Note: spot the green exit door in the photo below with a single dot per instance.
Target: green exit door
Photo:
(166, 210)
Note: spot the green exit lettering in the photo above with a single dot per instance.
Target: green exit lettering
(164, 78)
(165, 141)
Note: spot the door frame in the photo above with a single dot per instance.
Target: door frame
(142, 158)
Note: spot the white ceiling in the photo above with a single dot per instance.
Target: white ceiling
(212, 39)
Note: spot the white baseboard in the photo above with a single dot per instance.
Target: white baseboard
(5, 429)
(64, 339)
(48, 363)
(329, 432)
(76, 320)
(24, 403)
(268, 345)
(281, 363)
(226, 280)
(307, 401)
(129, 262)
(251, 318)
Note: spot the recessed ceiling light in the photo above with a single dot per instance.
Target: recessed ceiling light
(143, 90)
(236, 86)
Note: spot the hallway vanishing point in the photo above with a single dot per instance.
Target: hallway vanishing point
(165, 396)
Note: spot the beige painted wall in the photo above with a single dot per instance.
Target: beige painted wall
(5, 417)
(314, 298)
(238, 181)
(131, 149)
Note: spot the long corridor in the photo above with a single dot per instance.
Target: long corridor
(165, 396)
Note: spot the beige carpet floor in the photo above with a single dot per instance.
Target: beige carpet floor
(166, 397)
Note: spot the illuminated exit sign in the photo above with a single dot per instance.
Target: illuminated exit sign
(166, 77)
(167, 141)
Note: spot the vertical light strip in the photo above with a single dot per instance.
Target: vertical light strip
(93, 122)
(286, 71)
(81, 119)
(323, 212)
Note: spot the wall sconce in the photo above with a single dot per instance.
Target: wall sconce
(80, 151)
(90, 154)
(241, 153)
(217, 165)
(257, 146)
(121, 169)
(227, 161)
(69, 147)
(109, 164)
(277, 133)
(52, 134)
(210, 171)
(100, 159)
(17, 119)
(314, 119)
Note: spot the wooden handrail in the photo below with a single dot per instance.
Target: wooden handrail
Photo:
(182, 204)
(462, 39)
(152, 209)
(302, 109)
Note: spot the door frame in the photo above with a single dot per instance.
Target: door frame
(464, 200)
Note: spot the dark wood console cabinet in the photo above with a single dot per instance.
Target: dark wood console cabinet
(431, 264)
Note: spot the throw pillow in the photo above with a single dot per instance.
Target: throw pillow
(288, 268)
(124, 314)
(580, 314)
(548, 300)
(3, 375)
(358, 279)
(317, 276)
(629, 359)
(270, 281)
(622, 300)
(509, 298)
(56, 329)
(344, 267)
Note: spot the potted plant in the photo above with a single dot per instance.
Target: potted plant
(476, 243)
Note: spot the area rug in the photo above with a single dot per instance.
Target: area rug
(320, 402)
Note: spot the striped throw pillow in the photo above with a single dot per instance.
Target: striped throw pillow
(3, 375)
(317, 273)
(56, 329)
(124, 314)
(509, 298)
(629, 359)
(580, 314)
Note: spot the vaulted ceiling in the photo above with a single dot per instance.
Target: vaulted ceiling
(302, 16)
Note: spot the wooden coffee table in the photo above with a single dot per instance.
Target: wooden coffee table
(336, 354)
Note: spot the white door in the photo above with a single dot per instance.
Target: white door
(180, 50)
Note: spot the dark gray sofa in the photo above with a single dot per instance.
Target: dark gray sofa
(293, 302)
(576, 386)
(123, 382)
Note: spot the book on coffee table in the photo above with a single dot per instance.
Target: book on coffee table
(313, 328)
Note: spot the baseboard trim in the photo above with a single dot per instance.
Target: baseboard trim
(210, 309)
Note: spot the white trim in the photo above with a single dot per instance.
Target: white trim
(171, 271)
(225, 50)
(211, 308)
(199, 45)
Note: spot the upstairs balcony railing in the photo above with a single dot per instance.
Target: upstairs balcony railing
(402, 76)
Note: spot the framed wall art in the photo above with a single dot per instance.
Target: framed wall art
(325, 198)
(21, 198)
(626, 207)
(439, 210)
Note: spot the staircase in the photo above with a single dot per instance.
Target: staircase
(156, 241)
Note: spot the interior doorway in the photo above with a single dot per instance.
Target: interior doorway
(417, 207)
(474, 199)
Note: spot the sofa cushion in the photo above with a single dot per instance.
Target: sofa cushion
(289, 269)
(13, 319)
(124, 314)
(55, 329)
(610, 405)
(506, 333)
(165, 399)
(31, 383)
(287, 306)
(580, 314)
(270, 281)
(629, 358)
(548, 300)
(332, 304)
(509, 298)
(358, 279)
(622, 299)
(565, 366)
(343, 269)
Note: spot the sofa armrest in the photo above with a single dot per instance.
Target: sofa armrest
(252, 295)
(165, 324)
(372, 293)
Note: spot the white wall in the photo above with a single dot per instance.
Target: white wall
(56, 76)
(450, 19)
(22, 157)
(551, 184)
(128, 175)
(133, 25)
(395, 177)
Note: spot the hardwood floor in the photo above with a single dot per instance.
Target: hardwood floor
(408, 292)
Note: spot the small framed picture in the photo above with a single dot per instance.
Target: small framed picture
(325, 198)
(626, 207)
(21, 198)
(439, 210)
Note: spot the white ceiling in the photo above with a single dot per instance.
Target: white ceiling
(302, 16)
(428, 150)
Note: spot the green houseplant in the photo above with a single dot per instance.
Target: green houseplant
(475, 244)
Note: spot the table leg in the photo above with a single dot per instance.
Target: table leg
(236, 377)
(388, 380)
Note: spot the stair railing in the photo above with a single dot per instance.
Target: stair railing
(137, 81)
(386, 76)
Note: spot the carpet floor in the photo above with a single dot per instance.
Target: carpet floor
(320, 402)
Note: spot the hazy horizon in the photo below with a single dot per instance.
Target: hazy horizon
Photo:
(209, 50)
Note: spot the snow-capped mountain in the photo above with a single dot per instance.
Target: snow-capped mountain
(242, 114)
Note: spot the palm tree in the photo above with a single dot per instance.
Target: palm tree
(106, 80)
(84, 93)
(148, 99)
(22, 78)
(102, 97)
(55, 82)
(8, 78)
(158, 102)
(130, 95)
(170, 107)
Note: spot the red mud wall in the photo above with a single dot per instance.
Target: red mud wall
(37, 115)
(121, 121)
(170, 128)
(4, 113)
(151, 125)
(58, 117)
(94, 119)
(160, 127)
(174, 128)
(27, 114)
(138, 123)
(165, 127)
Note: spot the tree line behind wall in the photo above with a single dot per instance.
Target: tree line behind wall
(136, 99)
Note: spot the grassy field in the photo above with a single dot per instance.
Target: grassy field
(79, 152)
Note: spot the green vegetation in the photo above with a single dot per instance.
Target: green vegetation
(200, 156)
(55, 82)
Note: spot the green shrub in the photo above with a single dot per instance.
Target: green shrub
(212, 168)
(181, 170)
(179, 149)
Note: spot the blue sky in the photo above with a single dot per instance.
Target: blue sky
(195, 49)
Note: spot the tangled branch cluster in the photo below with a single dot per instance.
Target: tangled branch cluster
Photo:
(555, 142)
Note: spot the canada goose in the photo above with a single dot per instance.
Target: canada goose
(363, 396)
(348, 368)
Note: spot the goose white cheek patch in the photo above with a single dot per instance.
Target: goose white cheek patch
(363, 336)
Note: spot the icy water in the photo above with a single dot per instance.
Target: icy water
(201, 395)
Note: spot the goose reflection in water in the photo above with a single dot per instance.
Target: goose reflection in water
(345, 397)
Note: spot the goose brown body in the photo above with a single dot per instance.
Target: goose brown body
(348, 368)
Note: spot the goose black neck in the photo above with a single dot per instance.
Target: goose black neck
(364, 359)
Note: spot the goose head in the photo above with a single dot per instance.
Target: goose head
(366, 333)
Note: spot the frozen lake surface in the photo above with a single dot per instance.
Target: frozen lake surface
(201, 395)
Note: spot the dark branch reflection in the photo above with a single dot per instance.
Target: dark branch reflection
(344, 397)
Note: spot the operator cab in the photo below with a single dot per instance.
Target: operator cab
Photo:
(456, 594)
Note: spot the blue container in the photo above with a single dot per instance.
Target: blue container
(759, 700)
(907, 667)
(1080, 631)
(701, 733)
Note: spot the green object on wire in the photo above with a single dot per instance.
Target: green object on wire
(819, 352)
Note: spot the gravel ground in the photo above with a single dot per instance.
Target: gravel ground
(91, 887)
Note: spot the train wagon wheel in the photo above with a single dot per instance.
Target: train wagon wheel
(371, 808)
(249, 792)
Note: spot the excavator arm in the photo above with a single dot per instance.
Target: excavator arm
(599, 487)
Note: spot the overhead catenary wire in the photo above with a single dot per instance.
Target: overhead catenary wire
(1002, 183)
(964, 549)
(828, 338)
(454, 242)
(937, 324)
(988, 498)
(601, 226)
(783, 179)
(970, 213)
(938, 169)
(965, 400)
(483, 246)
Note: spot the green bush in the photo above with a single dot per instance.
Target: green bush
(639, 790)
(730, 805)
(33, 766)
--
TASK REQUIREMENTS: Go over the data above and copy every line that has the word "hazy" in it.

SOLUTION FOR THIS PROBLEM:
Note: spot the hazy horizon in the photo below with a single dot per instance.
Target: hazy horizon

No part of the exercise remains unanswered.